++++ Data for this exercise
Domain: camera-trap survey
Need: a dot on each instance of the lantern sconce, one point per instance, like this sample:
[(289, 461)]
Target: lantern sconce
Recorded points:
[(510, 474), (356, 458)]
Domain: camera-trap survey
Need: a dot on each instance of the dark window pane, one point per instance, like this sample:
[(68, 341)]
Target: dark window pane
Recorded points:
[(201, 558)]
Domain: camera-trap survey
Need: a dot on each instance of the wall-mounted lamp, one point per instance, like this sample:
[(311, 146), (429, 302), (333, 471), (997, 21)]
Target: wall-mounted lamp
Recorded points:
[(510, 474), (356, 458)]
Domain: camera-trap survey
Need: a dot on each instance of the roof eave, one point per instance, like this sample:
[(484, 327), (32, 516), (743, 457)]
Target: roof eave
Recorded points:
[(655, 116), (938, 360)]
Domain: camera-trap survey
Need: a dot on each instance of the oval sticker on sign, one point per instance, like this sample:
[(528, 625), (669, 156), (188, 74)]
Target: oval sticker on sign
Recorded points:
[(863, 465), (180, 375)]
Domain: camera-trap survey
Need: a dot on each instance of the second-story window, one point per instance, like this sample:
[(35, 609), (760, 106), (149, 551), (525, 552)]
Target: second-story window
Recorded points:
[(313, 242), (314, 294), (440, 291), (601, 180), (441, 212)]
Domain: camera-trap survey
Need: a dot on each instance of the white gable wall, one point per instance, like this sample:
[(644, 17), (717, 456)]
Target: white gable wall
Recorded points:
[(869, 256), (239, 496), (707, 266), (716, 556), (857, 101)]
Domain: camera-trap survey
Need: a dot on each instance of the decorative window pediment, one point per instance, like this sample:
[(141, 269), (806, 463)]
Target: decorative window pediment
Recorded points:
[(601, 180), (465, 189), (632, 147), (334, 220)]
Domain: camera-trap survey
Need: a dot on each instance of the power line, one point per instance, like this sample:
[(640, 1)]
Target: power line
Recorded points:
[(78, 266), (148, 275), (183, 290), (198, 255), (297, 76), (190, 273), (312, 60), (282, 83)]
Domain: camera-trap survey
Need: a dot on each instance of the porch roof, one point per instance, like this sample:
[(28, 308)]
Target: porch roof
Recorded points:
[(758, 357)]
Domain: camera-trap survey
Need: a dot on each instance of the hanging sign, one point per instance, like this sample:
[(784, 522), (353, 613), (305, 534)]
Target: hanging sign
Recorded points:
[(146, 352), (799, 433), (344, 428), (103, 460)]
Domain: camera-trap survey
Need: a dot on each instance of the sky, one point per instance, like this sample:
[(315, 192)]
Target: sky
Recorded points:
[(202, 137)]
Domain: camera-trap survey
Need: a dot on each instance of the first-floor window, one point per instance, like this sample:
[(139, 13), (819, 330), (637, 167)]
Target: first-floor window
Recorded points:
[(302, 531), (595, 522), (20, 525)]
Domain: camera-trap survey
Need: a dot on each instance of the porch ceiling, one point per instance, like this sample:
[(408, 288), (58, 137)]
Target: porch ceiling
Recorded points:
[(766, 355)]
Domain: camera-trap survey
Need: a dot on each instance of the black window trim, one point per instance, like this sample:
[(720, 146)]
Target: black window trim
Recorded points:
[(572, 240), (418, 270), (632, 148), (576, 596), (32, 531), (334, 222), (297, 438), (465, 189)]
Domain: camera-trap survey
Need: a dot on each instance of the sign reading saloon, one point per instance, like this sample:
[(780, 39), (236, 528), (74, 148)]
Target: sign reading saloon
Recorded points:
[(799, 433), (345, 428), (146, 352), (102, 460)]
++++++++
* Problem description
Locate each line of the listing above that contains the string "first", and copy every such line in full. The match is case-sensitive.

* Correct response
Need: a dot on each instance of the first-floor window, one point per instance, like this sample:
Target: first-floor window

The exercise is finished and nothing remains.